Given text>
Review by Karen Topham, American Theatre Critics Association member; photos by Liz Lauren.
At the start of Pulitzer Prize-winning playwright Suzan-Lori Parks’ 2014 drama Father Comes Home From the Wars, Parts 1, 2, & 3, now playing in its Chicago premiere at the Goodman Theatre, a singer (Melody Angel) enters with a guitar and says to the audience, “So you thought you were at the Goodman?” The line gets a laugh, but the fact is that, though we are at the Goodman, she and the playwright are about to send us on a journey that will have us questioning ourselves. After 12 Years a Slave and so many other deadly serious films about it, can a 21st Century audience laugh at a play about slavery? Father Comes Home pulls us away from the safety of our seats into a semi-mythical version of the Civil War, one patterned loosely after Homer’s The Odyssey and populated by two Greek choruses of slaves, a protagonist named Hero, and a talking dog.

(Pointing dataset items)
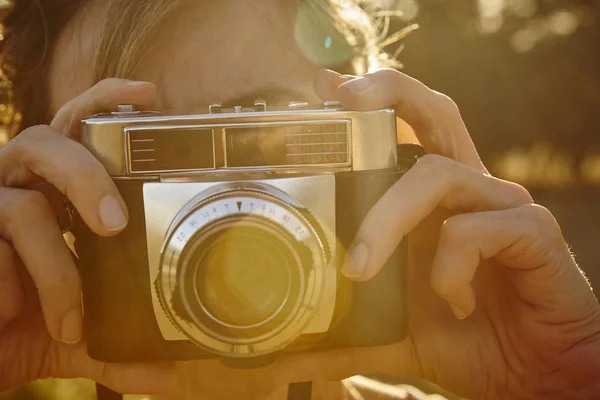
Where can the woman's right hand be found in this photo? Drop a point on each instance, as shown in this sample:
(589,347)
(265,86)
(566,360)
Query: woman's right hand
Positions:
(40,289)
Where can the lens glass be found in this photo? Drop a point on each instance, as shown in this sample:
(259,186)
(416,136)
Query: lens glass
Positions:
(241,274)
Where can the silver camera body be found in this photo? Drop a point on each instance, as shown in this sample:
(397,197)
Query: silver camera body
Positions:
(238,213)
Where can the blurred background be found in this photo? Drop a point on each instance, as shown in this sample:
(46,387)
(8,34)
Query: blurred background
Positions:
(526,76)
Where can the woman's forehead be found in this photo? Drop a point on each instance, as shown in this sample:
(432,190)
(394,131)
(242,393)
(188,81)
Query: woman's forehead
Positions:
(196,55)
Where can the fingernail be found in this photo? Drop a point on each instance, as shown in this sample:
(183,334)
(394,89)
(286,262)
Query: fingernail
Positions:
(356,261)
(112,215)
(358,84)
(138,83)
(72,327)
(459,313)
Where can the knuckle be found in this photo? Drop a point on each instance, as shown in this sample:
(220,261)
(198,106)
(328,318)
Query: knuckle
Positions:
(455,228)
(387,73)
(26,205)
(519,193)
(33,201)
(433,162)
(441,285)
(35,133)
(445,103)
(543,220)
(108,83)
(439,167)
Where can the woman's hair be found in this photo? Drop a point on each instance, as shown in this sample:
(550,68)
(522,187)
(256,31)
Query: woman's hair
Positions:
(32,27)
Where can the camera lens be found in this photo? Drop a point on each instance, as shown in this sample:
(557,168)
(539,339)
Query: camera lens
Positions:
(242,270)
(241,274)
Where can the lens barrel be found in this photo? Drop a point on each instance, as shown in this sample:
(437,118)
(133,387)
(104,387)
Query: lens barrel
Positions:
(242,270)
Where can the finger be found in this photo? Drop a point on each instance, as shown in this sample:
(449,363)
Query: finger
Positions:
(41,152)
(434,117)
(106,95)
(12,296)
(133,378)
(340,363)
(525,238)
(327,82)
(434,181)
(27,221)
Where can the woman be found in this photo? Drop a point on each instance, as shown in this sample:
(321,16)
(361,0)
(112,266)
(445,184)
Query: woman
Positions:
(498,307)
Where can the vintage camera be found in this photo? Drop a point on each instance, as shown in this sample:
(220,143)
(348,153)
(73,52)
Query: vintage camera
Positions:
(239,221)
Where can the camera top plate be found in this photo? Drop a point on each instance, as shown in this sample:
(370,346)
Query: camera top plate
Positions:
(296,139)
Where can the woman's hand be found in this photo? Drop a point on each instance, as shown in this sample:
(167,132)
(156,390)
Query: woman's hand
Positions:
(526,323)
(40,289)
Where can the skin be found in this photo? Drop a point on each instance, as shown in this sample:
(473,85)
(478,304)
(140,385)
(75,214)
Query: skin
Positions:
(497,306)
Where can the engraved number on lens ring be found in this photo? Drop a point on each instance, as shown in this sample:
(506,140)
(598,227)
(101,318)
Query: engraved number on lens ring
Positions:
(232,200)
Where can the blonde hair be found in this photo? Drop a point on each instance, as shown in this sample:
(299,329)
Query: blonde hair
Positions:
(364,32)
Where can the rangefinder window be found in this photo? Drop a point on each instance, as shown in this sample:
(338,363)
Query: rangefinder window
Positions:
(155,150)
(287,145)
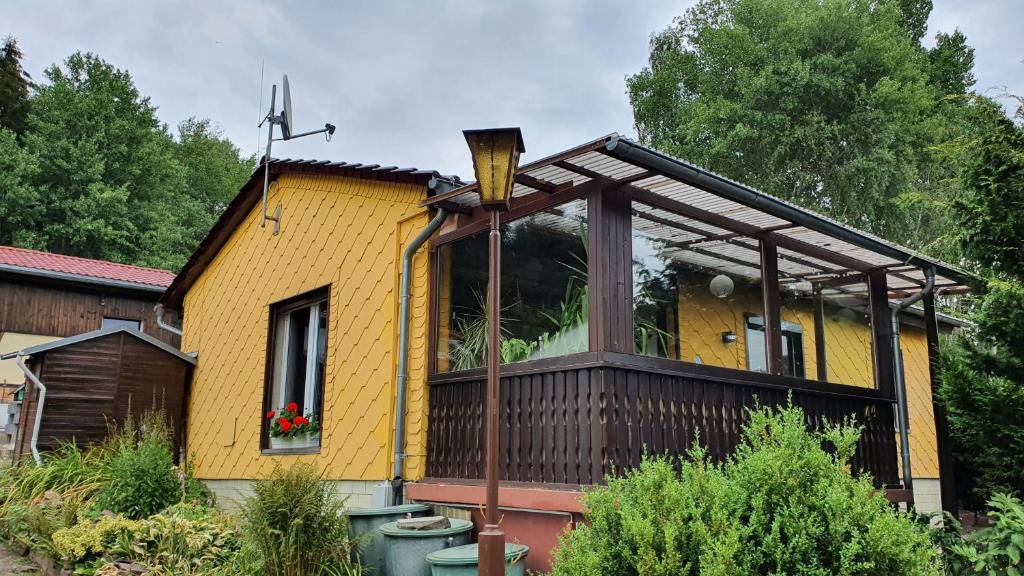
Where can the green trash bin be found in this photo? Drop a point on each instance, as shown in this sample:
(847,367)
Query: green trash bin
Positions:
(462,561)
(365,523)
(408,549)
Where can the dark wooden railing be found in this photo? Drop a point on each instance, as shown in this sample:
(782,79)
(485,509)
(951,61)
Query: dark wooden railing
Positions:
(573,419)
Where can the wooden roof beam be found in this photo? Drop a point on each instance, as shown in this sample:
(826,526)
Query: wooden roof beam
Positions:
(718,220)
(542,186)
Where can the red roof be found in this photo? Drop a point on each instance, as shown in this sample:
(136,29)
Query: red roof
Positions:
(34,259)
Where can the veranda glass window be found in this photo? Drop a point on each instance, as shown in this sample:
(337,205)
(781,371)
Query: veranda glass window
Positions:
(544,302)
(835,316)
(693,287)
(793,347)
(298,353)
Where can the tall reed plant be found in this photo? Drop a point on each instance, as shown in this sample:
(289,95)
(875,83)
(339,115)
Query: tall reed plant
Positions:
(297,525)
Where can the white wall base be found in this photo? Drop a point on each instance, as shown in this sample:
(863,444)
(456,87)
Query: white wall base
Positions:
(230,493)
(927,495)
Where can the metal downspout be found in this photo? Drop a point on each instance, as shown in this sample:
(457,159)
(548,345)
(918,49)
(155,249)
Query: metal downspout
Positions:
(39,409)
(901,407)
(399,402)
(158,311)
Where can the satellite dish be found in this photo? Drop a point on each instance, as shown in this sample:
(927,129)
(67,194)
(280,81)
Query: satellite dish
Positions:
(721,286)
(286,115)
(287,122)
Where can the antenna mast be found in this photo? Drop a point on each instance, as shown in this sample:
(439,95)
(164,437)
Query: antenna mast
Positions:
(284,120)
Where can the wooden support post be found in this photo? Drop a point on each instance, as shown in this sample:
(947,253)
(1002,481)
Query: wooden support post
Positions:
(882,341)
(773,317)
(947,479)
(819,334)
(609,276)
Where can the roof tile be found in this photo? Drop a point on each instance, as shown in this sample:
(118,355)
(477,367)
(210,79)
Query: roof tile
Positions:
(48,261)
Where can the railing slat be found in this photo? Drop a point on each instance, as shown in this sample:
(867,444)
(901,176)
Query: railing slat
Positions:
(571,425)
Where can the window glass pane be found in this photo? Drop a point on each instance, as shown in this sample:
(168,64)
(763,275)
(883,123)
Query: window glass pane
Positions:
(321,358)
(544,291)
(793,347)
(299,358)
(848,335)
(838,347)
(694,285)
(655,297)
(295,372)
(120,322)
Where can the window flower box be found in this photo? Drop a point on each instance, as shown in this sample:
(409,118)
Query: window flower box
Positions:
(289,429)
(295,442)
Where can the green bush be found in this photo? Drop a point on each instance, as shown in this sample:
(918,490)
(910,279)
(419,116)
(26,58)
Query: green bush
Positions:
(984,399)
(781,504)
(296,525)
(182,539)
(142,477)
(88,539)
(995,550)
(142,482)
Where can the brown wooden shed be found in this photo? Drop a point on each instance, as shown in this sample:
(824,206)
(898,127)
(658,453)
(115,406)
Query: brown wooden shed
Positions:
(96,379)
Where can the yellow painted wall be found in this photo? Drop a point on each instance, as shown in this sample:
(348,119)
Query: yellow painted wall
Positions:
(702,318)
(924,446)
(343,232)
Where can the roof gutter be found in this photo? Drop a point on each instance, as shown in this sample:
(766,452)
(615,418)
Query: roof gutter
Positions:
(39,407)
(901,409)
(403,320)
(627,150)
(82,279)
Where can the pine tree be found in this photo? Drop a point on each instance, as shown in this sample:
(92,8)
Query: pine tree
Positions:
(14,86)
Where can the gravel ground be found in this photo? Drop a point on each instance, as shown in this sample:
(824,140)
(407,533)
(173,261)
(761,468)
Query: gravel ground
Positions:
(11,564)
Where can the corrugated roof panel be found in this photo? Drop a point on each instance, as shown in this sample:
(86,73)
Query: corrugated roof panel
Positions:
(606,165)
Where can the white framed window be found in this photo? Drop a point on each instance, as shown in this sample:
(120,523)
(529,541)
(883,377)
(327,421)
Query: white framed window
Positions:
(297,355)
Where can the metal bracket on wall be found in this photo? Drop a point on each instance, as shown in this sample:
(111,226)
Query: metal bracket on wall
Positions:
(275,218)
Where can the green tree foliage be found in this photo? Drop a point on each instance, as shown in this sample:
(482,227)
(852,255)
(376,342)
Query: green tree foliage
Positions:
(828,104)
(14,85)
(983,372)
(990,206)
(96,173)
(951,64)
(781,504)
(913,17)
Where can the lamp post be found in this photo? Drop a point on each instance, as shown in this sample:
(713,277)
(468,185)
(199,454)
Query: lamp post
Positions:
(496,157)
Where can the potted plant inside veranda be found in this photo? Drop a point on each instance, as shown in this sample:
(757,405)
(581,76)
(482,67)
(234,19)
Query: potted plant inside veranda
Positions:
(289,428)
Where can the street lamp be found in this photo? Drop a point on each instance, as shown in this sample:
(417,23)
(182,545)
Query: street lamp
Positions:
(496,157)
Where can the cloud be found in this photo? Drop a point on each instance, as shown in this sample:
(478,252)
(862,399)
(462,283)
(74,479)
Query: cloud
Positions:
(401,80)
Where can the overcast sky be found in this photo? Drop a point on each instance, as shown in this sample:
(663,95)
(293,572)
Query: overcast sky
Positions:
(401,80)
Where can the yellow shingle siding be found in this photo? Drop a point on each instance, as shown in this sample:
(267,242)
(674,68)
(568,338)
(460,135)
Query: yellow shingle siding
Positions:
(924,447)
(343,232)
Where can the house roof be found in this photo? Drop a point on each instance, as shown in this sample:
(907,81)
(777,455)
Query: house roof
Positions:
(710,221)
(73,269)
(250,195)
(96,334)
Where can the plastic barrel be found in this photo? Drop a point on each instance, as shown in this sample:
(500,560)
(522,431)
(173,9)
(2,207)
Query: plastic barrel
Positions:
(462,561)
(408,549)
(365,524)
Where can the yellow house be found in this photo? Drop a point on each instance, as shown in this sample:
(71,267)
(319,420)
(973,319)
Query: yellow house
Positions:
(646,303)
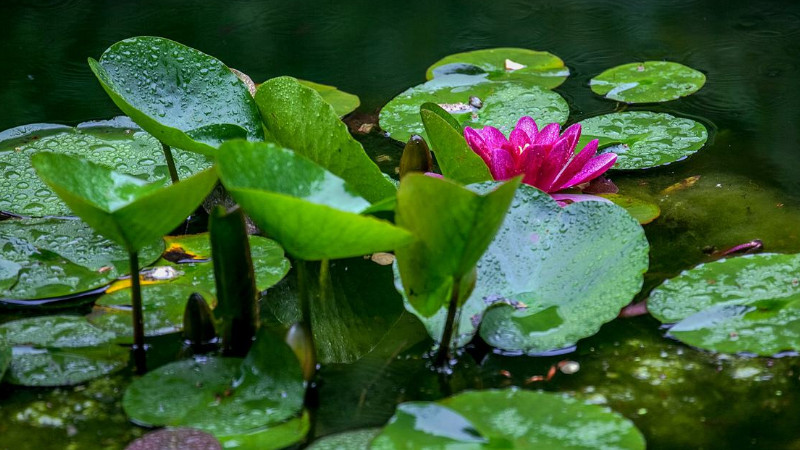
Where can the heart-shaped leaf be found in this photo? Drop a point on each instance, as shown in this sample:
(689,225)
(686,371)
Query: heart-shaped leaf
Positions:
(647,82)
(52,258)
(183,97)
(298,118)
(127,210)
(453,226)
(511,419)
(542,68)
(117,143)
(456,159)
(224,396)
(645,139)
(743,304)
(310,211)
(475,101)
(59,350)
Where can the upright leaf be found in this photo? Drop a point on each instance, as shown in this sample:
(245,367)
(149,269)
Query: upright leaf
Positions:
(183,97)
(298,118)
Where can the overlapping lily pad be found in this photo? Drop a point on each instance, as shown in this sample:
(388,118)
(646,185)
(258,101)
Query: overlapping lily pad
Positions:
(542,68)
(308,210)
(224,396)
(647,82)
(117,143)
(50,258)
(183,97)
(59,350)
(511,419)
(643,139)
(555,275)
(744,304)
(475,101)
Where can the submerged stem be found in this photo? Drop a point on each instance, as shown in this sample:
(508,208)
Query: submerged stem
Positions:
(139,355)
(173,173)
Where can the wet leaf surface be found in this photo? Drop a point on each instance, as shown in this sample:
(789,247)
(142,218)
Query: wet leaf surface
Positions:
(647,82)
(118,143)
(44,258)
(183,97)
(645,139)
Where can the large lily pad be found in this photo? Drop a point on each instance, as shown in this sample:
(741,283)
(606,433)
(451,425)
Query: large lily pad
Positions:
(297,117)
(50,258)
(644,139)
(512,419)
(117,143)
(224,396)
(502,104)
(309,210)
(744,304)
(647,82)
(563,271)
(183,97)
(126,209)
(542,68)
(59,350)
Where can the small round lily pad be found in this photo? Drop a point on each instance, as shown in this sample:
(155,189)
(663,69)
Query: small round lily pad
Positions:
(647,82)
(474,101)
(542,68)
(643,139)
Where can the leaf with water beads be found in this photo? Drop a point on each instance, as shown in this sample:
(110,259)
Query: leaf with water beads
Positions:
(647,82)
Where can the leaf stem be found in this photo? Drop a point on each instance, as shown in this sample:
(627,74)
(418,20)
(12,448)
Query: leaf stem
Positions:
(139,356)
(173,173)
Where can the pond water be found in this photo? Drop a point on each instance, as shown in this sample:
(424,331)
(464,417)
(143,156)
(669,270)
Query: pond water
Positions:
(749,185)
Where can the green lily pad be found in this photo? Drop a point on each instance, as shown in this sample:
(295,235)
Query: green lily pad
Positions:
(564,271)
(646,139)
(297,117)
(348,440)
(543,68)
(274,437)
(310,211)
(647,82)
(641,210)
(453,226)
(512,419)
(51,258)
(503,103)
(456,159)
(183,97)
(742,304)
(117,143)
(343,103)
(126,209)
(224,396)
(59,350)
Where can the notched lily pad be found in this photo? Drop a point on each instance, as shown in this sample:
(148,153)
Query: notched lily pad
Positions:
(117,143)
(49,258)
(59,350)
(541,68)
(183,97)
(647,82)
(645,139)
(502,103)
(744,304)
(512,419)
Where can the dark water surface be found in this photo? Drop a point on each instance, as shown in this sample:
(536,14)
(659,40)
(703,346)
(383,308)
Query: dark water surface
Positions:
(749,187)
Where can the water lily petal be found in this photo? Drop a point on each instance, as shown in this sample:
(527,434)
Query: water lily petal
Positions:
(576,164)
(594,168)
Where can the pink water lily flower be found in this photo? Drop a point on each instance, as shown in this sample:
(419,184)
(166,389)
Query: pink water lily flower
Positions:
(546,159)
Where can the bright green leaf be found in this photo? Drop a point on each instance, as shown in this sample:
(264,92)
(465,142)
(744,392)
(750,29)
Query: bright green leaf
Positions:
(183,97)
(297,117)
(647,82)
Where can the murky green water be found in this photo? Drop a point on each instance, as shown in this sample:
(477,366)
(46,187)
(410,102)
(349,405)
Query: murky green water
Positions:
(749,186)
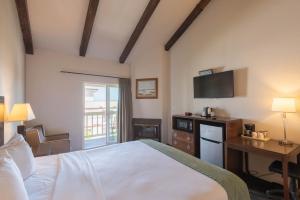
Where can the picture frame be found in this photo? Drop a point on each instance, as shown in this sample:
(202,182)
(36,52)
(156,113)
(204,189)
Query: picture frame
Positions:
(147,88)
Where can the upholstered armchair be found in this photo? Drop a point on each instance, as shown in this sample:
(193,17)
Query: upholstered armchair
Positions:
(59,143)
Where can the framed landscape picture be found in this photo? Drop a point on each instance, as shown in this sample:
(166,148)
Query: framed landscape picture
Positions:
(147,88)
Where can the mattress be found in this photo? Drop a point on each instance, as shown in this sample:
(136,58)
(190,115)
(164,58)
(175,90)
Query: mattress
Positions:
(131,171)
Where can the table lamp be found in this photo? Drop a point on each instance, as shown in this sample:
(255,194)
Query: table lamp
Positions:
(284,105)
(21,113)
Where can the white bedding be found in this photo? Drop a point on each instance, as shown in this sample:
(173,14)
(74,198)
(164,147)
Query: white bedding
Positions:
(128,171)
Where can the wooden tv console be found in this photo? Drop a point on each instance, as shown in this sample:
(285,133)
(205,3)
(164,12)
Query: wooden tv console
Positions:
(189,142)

What is being asked>
Carry on the review of Father Comes Home From the Wars from the point where it stops. The items stand apart from the review and are separate material.

Response>
Hero (Kamal Angelo Bolden) is not a hero in any way but the Greek tragic version of the word. From the start of Part 1 of this three-hour-fifteen-minute play (called “A Measure of a Man”), he is a bit of an enigma. In fact, the slave chorus at the start is taking bets on his next move. He has been asked by his owner to accompany him to the War—on the Confederate side, of course—and promised freedom if he goes. Will he or won’t he? In fact, should he? He has a wife, Penny (Aimé Donna Kelly), and a lot of goodwill on the farm, and he is being asked to leave it behind to fight in a war against the side he believes in. The first part of this play devotes itself to his indecisiveness on the matter, a key part of his character’s tragic flaw. (Ironically, later on in the play his biggest mistake will be due to a decision he does make, but we’ll leave that.)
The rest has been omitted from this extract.